Evaluate the surface integral: $ \iint\limits_S \, x^2yz\ \mathrm{d} S $ Where S is part of the plane z = 1 + 2x + 3y that lies above the rectangle [0,3] X [0,2]

I literally just don't understand the notation of this "rectangle". How is [0,3] X [0,2] a rectangle? Normally we are given vertices of some sort of shape, or instead just told something like "the part that lies in the first octant". So, I'm having trouble parameterizing the function in terms of u and v.

[Entries for identifying locations]
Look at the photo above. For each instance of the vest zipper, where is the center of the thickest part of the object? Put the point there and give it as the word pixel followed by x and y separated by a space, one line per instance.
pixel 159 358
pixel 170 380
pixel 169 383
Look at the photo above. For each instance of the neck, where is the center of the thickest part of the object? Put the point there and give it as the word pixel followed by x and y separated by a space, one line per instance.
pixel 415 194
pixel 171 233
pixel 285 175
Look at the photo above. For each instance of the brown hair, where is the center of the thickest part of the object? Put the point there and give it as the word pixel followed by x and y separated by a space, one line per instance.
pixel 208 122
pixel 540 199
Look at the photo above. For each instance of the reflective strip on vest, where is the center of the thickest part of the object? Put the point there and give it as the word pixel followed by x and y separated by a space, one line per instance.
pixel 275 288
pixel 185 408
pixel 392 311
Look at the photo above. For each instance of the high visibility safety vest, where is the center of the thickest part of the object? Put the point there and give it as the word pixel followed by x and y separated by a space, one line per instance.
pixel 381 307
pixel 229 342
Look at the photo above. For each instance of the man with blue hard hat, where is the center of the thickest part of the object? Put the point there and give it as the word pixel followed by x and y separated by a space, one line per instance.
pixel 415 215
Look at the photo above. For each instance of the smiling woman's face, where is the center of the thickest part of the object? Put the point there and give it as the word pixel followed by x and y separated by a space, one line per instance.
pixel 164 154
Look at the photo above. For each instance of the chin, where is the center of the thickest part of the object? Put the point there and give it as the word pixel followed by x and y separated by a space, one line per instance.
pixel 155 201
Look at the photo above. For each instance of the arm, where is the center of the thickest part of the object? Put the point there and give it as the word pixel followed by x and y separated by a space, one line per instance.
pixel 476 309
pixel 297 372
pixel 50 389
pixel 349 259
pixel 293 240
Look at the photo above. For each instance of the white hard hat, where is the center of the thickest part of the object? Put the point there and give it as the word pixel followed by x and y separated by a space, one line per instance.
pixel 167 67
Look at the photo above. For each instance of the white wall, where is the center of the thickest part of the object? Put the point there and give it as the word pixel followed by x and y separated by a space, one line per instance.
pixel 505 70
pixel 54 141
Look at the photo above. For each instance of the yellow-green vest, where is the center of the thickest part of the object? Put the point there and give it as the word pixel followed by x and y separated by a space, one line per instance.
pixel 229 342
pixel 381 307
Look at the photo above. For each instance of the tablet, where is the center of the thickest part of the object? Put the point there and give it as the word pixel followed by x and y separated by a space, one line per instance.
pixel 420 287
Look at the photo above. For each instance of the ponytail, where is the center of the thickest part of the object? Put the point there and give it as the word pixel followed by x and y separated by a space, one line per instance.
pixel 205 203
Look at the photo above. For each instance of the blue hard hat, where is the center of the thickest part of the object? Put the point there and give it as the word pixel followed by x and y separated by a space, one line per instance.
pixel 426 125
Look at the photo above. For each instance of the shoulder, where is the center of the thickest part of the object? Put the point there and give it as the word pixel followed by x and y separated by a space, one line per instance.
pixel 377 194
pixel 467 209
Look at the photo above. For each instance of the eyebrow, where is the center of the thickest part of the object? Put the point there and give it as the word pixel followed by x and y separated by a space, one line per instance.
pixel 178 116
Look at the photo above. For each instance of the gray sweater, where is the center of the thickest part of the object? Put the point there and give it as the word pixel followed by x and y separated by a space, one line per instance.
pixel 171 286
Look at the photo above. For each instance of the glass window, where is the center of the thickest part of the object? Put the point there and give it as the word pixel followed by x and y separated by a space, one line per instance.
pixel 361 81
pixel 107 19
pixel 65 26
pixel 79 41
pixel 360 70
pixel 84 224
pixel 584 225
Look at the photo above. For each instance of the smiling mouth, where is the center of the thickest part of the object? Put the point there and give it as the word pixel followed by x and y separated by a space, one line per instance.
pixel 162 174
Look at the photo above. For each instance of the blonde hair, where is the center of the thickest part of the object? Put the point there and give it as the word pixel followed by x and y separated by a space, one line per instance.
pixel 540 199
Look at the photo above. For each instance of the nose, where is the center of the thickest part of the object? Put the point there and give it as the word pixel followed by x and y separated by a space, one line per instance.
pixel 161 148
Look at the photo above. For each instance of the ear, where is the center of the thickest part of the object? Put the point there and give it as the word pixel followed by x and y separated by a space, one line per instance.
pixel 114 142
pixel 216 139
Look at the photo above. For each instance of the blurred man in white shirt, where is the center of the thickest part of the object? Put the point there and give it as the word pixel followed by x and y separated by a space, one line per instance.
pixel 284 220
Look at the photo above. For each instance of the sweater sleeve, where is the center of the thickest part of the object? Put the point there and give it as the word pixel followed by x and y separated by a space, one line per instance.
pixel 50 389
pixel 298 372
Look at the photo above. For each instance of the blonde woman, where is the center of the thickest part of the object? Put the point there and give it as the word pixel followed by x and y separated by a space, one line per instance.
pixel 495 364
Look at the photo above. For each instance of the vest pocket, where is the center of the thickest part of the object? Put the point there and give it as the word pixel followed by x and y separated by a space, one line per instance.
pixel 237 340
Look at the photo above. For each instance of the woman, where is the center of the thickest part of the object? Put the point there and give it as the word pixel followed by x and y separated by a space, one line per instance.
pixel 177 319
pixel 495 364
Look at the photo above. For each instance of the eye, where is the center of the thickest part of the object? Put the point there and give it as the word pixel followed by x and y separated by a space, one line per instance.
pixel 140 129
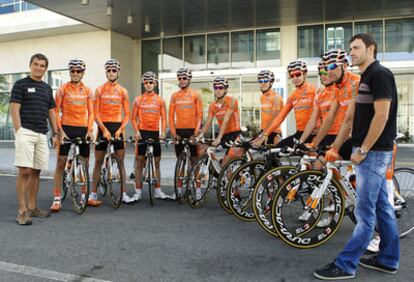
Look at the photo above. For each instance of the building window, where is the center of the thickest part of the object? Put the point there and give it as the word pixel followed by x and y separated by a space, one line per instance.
pixel 310 41
pixel 150 55
pixel 375 28
pixel 399 39
pixel 338 36
pixel 218 51
pixel 195 52
pixel 172 55
pixel 242 49
pixel 268 47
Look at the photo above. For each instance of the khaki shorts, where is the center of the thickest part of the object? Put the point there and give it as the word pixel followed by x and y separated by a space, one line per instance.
pixel 31 149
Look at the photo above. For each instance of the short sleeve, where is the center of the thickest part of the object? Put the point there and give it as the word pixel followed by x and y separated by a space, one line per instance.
pixel 17 93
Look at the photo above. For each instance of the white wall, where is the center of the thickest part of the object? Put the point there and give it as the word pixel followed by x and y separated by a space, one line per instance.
pixel 92 47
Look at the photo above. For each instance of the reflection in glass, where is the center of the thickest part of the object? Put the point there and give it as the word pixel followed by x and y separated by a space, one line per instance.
pixel 268 47
pixel 399 39
pixel 195 52
pixel 172 54
pixel 242 49
pixel 310 41
pixel 218 51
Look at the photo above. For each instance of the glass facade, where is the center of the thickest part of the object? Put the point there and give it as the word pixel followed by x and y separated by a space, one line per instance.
pixel 218 55
pixel 310 41
pixel 12 6
pixel 242 49
pixel 195 52
pixel 399 39
pixel 375 28
pixel 268 47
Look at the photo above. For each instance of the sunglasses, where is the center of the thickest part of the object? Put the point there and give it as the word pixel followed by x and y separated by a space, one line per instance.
pixel 323 72
pixel 295 75
pixel 76 71
pixel 332 66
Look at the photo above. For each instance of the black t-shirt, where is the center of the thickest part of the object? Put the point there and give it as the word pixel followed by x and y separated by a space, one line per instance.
pixel 36 98
pixel 377 82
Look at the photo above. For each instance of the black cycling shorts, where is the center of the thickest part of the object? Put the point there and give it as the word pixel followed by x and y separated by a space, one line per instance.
pixel 185 133
pixel 74 132
pixel 147 134
pixel 112 127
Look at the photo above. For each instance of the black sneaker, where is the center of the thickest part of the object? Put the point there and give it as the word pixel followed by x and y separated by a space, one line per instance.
pixel 372 263
pixel 332 272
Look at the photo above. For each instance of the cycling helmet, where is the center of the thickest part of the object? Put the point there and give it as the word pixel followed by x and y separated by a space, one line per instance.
pixel 221 80
pixel 149 76
pixel 266 74
pixel 184 72
pixel 77 64
pixel 297 66
pixel 337 56
pixel 112 64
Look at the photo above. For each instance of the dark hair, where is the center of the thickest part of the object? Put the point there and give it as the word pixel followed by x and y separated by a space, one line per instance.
pixel 40 57
pixel 368 40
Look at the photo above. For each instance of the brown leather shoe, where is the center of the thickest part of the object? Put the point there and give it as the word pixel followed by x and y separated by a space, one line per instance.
pixel 39 213
pixel 23 218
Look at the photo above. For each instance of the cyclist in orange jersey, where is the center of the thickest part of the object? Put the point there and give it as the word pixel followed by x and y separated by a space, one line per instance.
pixel 301 100
pixel 74 101
pixel 186 112
pixel 346 86
pixel 111 99
pixel 147 113
pixel 226 111
pixel 271 104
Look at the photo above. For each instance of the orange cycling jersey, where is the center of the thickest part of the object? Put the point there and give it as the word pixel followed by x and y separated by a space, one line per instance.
pixel 346 90
pixel 271 104
pixel 301 100
pixel 323 101
pixel 110 100
pixel 75 102
pixel 219 110
pixel 147 111
pixel 186 110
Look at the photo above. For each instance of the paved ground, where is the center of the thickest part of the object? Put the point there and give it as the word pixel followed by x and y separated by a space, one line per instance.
pixel 167 242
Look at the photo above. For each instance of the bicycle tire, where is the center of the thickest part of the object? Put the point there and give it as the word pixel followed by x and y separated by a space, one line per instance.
pixel 263 192
pixel 178 172
pixel 115 192
pixel 240 189
pixel 306 234
pixel 80 197
pixel 201 174
pixel 224 178
pixel 404 181
pixel 150 170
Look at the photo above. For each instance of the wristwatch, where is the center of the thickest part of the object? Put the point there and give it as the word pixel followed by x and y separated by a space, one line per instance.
pixel 361 152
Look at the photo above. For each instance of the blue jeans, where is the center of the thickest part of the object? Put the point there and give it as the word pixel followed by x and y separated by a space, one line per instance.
pixel 372 208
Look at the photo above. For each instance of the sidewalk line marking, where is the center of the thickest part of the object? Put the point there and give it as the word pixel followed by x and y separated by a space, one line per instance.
pixel 44 273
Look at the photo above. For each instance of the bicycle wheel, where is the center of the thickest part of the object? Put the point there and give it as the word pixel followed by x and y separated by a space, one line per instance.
pixel 65 185
pixel 223 180
pixel 199 182
pixel 263 192
pixel 151 182
pixel 240 188
pixel 296 224
pixel 181 178
pixel 404 199
pixel 80 185
pixel 116 181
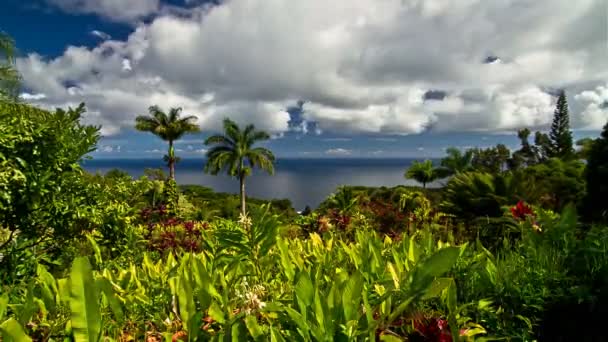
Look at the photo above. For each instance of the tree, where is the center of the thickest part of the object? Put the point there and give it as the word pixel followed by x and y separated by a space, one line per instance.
pixel 526 155
pixel 169 127
pixel 492 160
pixel 234 152
pixel 560 135
pixel 595 207
pixel 43 195
pixel 423 172
pixel 456 161
pixel 9 77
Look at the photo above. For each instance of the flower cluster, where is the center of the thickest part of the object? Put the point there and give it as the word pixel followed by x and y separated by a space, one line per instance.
pixel 521 211
pixel 434 329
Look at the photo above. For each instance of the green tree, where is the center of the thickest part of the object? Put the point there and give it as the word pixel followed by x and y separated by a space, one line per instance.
pixel 595 206
pixel 234 152
pixel 424 172
pixel 526 155
pixel 169 127
pixel 492 160
pixel 456 161
pixel 9 77
pixel 560 134
pixel 43 194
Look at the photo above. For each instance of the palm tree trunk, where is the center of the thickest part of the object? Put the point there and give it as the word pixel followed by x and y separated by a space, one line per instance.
pixel 171 161
pixel 243 206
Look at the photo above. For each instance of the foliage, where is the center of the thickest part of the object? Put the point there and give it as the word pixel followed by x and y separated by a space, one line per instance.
pixel 9 76
pixel 560 134
pixel 43 195
pixel 234 152
pixel 457 161
pixel 424 172
pixel 595 205
pixel 169 127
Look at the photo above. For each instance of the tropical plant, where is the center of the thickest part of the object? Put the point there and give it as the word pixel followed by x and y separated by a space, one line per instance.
pixel 423 172
pixel 595 205
pixel 457 161
pixel 234 152
pixel 560 134
pixel 169 127
pixel 9 77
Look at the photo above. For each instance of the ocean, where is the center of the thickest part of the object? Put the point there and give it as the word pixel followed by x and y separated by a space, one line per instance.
pixel 303 181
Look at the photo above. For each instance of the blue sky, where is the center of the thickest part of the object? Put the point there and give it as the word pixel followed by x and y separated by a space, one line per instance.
pixel 349 78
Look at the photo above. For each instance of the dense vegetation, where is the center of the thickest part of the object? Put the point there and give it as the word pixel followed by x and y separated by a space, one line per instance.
pixel 500 252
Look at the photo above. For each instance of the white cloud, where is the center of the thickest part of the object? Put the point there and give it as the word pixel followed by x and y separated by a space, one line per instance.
pixel 359 65
pixel 338 152
pixel 32 97
pixel 595 115
pixel 101 35
pixel 115 10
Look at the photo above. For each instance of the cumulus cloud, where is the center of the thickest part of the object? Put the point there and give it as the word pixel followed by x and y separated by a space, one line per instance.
pixel 595 114
pixel 101 35
pixel 116 10
pixel 393 66
pixel 338 152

> _Direction 1_:
Answer these questions about the surface-integral passage:
(a) Which plane is S a part of?
(b) According to the writer, what is normally given instead of notation like [0,3] X [0,2]?
(c) What does the writer say they are having trouble doing?
> _Direction 2_: Go on with the surface-integral passage, picking up right after its final sentence.
The listing is separate material and has nothing to do with the surface-integral passage.

> _Written answer 1_:
(a) The plane z = 1 + 2x + 3y.
(b) Vertices of some sort of shape, or a description such as "the part that lies in the first octant".
(c) Parameterizing the function in terms of u and v.

> _Written answer 2_:
Basically, what I've done so far, in terms of parameterizing is:

u = x

v = y

So, z = 1 + 2u + 3v

$ \vec{r} \ = u \vec{i} \ + v \vec{j} \ + (1 + 2u + 3v) \vec{k} \ $

$ \vec{r}_u \ = \vec{i} \ + 2 \vec{k} \ $

$ \vec{r}_v \ = \vec{j} \ + 3 \vec{k} \ $

So:

$ \vec{r}_u \times \vec{r}_v = -2\vec{i} \ - 3\vec{j} + \vec{k} \ $

Then I get stuck around this step:

$ \iint\limits_S \, u^2v(1 + 2u + 3v)\sqrt{14}\ \mathrm{d} v \, \mathrm{d} u $

I need limits of integration.

Sorry for any formatting mistakes.

Thank you for the help.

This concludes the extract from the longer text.